## TASK GOAL
Replace each "set-piece analysis" in the lines below with "scene parsing", and leave everything else in the lines unchanged.

## THE INPUT
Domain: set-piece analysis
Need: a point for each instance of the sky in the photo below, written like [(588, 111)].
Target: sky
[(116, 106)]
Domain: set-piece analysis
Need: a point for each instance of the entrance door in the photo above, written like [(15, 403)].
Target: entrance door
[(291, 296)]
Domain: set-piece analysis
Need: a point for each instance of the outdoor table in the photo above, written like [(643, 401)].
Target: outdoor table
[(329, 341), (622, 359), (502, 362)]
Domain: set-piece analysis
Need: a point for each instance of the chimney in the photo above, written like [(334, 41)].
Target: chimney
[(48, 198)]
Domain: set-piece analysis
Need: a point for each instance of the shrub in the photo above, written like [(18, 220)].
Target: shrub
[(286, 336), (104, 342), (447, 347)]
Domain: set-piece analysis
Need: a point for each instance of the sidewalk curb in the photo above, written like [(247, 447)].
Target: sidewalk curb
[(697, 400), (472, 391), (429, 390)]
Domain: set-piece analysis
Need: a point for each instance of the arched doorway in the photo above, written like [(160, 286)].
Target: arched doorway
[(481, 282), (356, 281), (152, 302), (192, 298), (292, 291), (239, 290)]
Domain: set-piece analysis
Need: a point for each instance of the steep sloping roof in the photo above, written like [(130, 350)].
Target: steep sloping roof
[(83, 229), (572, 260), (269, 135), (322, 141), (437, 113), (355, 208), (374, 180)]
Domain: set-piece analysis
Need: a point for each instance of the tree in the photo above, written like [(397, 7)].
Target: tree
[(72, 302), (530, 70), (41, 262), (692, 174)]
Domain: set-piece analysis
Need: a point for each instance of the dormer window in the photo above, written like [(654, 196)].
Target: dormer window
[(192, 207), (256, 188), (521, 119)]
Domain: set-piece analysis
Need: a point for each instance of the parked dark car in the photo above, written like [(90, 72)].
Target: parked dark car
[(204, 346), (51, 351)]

## ANSWER
Domain: scene parsing
Need: a point for each instance of the sky in the photo below, written like [(588, 111)].
Target: sky
[(116, 106)]
Domain: scene parsing
Need: a point for each instance of the entrance door in the photo above, written like [(15, 403)].
Target: entrance door
[(291, 296)]
Domain: scene parsing
Need: a point for each instance of the outdoor table in the photo above, written like [(643, 401)].
Target: outdoor table
[(329, 341), (622, 359), (502, 362)]
Domain: scene parsing
Need: a point for each instance of the chimney in the photo above, written like [(334, 41)].
Target: chimney
[(48, 198)]
Domain: scene parsing
Need: a point for each instance of the shrub in the photo above, written like [(18, 220)].
Target: shrub
[(286, 336), (104, 342), (447, 347)]
Domain: scene parsing
Need: a point for each instance of the sidewalk curb in the photo above, written like [(247, 447)].
Target: sidewalk curb
[(697, 400), (472, 391), (429, 390)]
Domain: scene parsing
Need: a point for each instance of the arched doorway in the photo above, written like [(160, 286)].
Target: arched doorway
[(481, 282), (356, 281), (152, 302), (192, 298), (292, 291), (239, 290)]
Domain: scene parsing
Need: a point for each instance of the steep sloping roof in the photo above, written like [(130, 350)].
Target: steep sloping roof
[(83, 229), (572, 260), (269, 135), (322, 141), (437, 113), (355, 208), (374, 180)]
Domain: scene parsing
Need: a point for each instance of the tree in the photo above, written like [(397, 7)].
Target: tree
[(72, 302), (530, 70), (41, 262), (692, 174)]
Domain: scene parsing
Need: a point for each instance of the dormer window in the photo above, written like [(654, 196)].
Target: dormer window
[(192, 207), (256, 188), (521, 119)]
Domain: scene parsing
Need: a point for each instance of the parked dark car in the photo above, written like [(90, 72)].
Target: parked dark car
[(204, 346), (51, 351)]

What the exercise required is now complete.